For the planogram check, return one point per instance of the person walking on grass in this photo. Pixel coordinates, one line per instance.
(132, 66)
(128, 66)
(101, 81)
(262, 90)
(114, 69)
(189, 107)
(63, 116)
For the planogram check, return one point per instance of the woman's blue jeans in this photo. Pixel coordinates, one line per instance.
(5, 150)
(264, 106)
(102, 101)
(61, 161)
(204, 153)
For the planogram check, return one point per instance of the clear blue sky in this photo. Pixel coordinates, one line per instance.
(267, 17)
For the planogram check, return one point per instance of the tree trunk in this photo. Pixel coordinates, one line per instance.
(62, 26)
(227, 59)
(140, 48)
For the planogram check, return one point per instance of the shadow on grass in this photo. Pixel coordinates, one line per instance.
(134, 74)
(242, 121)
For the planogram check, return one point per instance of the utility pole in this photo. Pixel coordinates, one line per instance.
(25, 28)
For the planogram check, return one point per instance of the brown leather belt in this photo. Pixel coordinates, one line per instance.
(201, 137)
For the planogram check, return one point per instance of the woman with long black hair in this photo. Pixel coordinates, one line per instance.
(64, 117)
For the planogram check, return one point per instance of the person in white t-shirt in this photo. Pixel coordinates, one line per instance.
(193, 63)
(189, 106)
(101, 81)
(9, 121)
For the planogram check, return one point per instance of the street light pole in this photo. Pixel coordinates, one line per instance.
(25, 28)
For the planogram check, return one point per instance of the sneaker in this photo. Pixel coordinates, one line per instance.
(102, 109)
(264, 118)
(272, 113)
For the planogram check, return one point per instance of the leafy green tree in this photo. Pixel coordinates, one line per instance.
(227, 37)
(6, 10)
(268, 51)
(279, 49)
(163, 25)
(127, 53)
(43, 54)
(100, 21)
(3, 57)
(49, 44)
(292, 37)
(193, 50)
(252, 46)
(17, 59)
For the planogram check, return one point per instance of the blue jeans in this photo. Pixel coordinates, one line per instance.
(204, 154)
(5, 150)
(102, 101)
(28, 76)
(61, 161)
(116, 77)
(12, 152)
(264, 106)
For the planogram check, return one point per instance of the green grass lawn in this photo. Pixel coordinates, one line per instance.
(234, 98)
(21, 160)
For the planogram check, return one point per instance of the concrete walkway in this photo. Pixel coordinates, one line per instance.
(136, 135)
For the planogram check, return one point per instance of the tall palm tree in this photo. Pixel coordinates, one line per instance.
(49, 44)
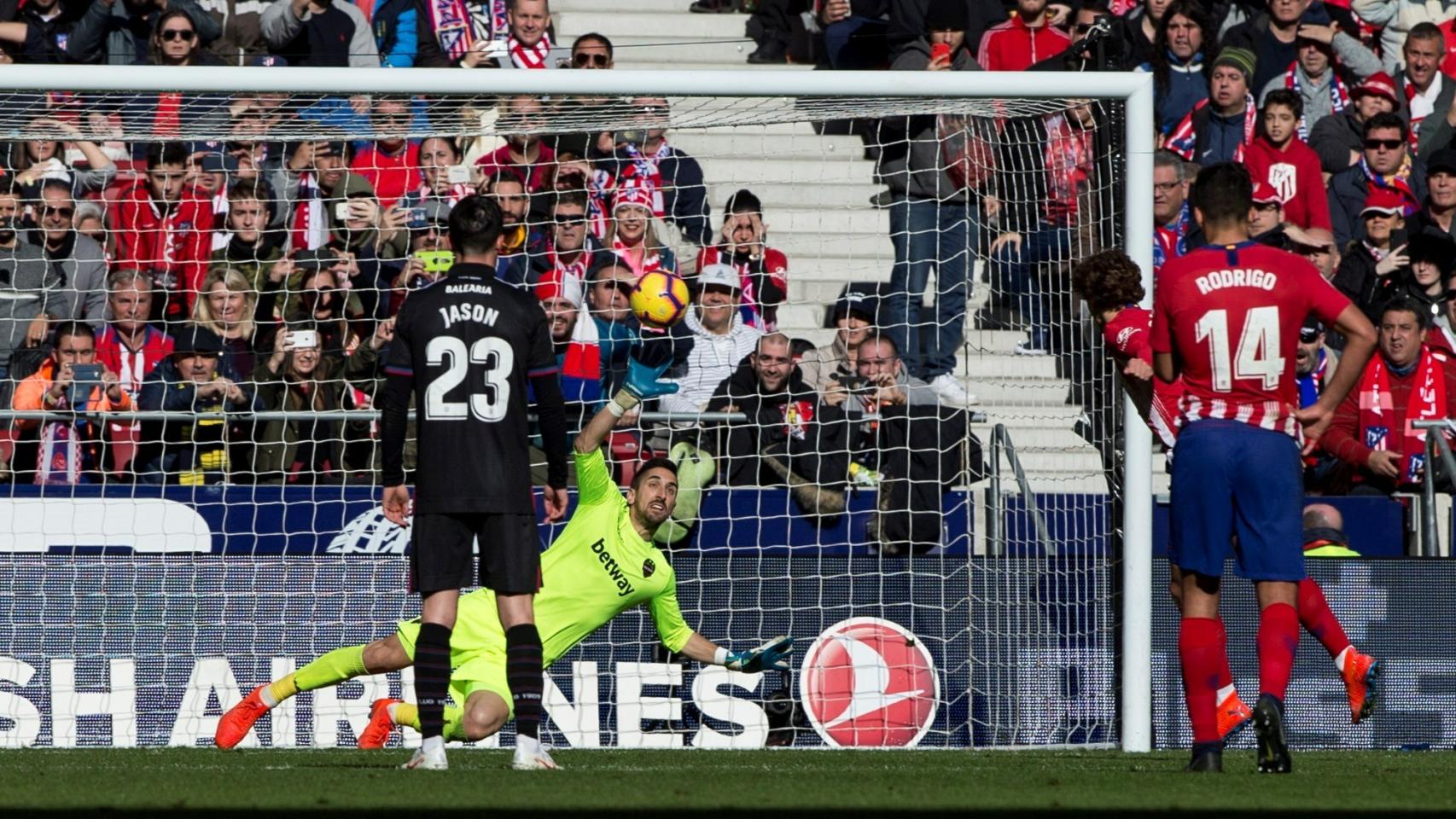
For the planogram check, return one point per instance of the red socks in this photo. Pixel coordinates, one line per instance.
(1204, 662)
(1278, 637)
(1318, 620)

> **Goal**
Copy the stretch from the line containing "of the concrete" through the end of the records, word for word, leaving out the pictures.

> **Response**
For the planogram check, return one point per instance of the concrete walkway in this photo. Pixel coordinates, one line per instance.
(136, 135)
For the planogram check, return one point per instance of the tall palm tree in this photo. Pixel coordinates, one line per instance.
(49, 44)
For the planogram check, return one point per instance of the red socks in this photo. Pixel coordinates, one line per instance.
(1204, 662)
(1278, 637)
(1318, 620)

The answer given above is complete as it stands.